▶ Work to be completed
Rewrite the entries as a numbered list, starting with the line that contains "the hillside, imagine" and running through the end of the entries, with both ends included and any blank lines omitted.

▶ Supplied data

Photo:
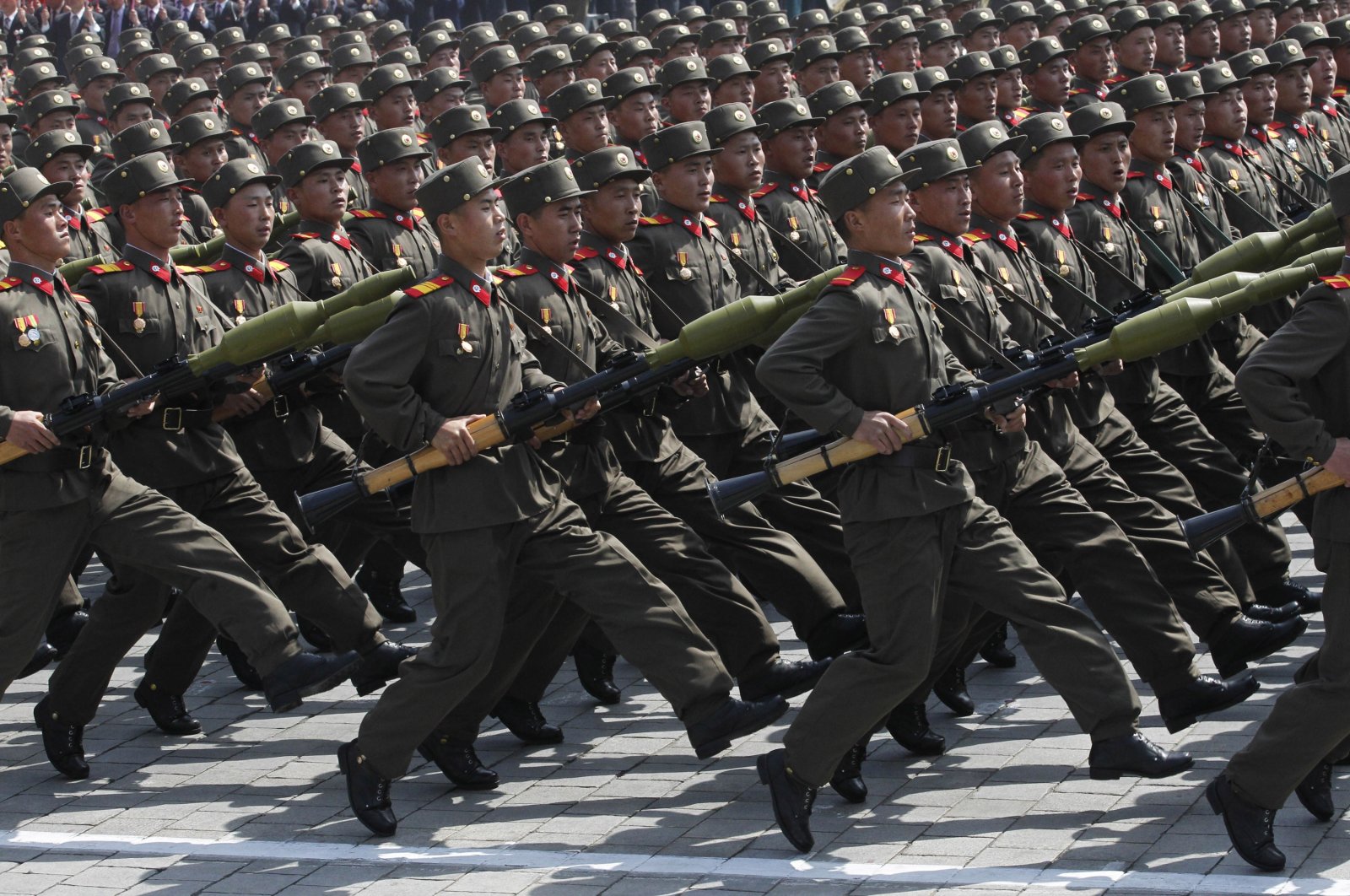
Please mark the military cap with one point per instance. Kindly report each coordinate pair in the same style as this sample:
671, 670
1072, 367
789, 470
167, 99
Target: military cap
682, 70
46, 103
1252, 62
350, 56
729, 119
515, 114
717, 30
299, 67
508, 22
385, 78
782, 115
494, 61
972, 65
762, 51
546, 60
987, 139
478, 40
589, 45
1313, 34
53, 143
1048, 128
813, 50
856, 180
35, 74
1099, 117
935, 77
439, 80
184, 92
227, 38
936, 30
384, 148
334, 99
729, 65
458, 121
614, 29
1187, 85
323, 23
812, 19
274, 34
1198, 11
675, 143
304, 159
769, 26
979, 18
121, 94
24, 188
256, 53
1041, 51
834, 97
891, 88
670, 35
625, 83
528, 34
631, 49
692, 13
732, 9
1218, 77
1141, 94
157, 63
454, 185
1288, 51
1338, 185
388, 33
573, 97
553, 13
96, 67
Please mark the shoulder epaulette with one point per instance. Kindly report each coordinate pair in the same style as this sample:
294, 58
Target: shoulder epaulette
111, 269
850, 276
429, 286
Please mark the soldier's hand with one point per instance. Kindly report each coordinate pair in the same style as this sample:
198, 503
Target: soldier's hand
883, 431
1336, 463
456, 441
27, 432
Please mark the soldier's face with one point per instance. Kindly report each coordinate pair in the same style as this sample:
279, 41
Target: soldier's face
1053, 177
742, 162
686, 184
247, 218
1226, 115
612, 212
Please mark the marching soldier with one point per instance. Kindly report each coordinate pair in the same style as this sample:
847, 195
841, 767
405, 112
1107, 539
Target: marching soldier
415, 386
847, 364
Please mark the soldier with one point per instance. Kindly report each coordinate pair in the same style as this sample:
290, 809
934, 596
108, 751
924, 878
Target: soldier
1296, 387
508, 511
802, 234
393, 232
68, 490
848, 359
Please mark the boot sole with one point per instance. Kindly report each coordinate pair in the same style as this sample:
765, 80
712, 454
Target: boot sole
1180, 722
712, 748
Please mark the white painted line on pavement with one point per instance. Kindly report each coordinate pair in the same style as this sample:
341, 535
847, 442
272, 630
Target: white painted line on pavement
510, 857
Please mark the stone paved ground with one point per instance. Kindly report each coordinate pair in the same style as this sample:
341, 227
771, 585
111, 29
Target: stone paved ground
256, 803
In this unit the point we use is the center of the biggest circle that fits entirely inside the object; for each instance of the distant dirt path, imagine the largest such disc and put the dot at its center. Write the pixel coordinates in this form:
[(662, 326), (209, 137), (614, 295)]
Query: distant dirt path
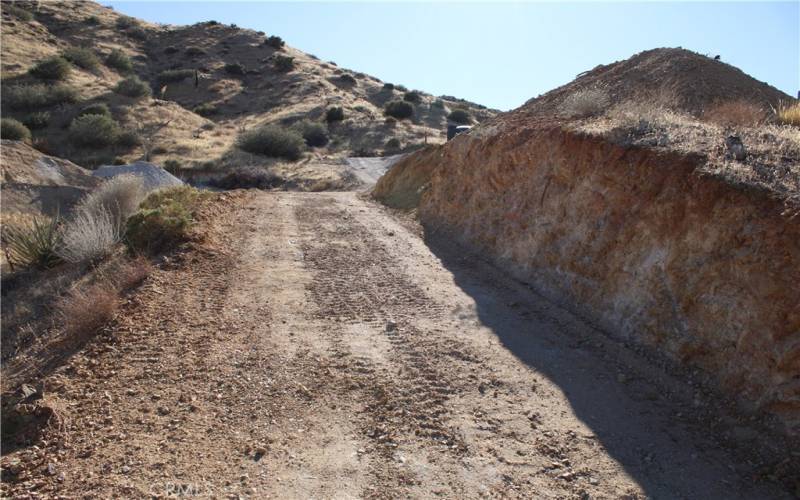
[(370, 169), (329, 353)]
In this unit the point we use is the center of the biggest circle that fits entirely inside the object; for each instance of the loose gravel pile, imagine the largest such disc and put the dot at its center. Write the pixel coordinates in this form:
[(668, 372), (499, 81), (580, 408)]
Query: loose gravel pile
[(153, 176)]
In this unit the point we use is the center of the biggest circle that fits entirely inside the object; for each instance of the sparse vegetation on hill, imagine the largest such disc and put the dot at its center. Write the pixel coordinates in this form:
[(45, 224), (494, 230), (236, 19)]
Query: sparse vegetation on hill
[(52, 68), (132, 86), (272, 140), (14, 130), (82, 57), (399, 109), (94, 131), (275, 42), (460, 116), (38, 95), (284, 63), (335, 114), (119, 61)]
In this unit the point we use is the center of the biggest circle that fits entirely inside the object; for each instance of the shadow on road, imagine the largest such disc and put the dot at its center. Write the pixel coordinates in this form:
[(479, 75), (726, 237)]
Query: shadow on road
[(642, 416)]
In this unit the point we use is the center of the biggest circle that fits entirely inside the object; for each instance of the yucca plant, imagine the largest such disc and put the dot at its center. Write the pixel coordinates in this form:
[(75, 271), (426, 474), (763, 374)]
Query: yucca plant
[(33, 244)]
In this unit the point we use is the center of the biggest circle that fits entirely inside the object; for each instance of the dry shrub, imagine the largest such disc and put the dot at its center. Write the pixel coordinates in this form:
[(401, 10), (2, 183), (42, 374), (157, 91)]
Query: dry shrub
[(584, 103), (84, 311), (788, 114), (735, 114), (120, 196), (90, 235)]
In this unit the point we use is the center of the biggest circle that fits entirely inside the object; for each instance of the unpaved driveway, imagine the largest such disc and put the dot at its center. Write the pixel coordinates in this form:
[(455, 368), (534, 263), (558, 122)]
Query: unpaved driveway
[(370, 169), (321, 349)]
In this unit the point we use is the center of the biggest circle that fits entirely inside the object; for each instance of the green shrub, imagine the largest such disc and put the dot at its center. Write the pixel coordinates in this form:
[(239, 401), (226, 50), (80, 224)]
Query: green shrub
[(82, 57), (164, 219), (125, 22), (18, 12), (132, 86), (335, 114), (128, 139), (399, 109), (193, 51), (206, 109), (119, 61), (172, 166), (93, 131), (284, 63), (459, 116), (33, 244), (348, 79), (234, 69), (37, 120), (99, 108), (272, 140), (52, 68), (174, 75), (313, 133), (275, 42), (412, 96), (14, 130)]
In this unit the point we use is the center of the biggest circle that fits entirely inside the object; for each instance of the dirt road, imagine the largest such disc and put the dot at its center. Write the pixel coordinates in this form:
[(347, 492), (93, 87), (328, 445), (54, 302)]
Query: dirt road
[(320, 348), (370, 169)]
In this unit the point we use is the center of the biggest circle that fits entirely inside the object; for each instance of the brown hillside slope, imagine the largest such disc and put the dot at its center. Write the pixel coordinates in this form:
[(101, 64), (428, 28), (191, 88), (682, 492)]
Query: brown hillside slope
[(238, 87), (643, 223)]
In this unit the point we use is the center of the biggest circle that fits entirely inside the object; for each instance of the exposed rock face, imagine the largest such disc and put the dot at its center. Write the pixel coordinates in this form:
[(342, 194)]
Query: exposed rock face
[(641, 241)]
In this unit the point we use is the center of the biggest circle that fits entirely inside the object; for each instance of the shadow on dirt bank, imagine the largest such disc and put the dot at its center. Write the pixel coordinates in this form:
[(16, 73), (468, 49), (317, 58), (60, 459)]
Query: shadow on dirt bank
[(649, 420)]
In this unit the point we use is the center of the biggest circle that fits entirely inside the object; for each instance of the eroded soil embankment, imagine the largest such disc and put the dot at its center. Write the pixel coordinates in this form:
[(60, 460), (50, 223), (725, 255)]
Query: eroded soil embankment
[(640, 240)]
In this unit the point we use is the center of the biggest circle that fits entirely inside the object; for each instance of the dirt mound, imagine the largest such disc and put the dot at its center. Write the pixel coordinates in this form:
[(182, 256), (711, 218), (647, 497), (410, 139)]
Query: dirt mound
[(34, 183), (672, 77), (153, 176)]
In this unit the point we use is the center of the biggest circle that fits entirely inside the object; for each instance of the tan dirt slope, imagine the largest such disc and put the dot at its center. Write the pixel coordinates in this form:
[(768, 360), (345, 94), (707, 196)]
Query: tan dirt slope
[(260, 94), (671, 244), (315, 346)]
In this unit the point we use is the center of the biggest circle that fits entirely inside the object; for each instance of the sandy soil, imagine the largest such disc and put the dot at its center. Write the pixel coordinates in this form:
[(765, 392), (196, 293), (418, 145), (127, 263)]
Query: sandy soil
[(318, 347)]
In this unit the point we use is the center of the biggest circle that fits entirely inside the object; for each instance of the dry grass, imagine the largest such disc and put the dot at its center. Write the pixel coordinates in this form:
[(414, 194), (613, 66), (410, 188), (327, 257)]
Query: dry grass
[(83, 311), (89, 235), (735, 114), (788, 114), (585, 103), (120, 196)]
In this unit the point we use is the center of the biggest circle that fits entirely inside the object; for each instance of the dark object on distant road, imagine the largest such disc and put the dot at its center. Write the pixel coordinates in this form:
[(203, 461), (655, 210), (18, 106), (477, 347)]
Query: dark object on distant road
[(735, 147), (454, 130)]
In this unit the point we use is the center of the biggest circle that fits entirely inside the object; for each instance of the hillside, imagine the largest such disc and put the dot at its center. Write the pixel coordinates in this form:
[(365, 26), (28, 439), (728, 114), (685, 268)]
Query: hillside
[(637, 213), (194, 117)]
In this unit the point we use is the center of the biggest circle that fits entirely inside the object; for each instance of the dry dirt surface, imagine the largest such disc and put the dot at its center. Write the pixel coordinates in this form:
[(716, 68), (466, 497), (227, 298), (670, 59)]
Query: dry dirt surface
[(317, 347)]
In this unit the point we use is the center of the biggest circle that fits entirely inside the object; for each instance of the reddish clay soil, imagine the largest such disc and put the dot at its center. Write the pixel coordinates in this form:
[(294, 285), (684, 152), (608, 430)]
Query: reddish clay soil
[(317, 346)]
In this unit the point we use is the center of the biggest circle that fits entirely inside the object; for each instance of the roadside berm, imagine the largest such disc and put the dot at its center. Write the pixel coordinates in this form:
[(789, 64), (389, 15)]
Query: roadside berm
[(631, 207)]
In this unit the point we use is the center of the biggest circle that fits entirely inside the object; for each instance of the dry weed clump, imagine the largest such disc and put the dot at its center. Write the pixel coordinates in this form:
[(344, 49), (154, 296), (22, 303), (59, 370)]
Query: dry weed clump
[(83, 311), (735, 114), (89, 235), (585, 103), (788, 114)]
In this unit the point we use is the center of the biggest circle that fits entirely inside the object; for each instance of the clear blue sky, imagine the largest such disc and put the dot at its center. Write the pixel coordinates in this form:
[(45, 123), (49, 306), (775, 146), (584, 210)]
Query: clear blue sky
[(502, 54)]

▶ Task result
1. In this unit the point we use is the center of the biggest circle that fits entirely inside the object; for each instance of the hillside, imagine the largest such disc and put the dot at its center. Write the pixel coordinates in this form:
2. [(365, 26), (28, 439), (728, 114), (685, 268)]
3. Query: hillside
4. [(637, 213), (194, 117)]
5. In this unit the point we use is the center of the biggest circle that fits entirely inside the object; for each instance of the dry dirt surface, imagine the largest such disc and put the dot at its center. Write the pixel coordinates in this form:
6. [(716, 68), (466, 497), (227, 298), (670, 59)]
7. Query: dry dirt surface
8. [(317, 347)]
9. In this unit the point we use is the center of the biggest circle that fits entirely inside the object; for each instance of the reddish clay soil, imagine the largest such disc and put the dot at its center. Write the pixel coordinates in this form:
10. [(294, 285), (684, 152), (608, 430)]
11. Query: reddish clay soil
12. [(317, 346)]
13. In this unit the point we use is the center of the biggest circle that fits entirely inside the object; for each instance of the roadside berm, imagine the largest such disc and put the dot at its center. Write the pixel coordinates in this form:
14. [(789, 64), (389, 15)]
15. Query: roadside berm
16. [(631, 207)]
17. In this unit the point we use is the center of the biggest circle that fits entirely inside the object; for each instance of the dry weed clump, imagine the largest such disc and put the dot at its center. Write the pixel coordinates in this form:
18. [(344, 49), (154, 296), (22, 303), (59, 370)]
19. Query: dry weed clump
20. [(83, 311), (735, 114), (89, 235), (585, 103), (788, 114)]
21. In this unit the point we use is the center of the biggest circle that fits entirely inside the object; for each instance of the clear blue sky, imagine the largest such disc and put the dot at its center. Write the pixel coordinates in this form:
22. [(45, 123), (49, 306), (775, 146), (584, 210)]
23. Query: clear blue sky
24. [(502, 54)]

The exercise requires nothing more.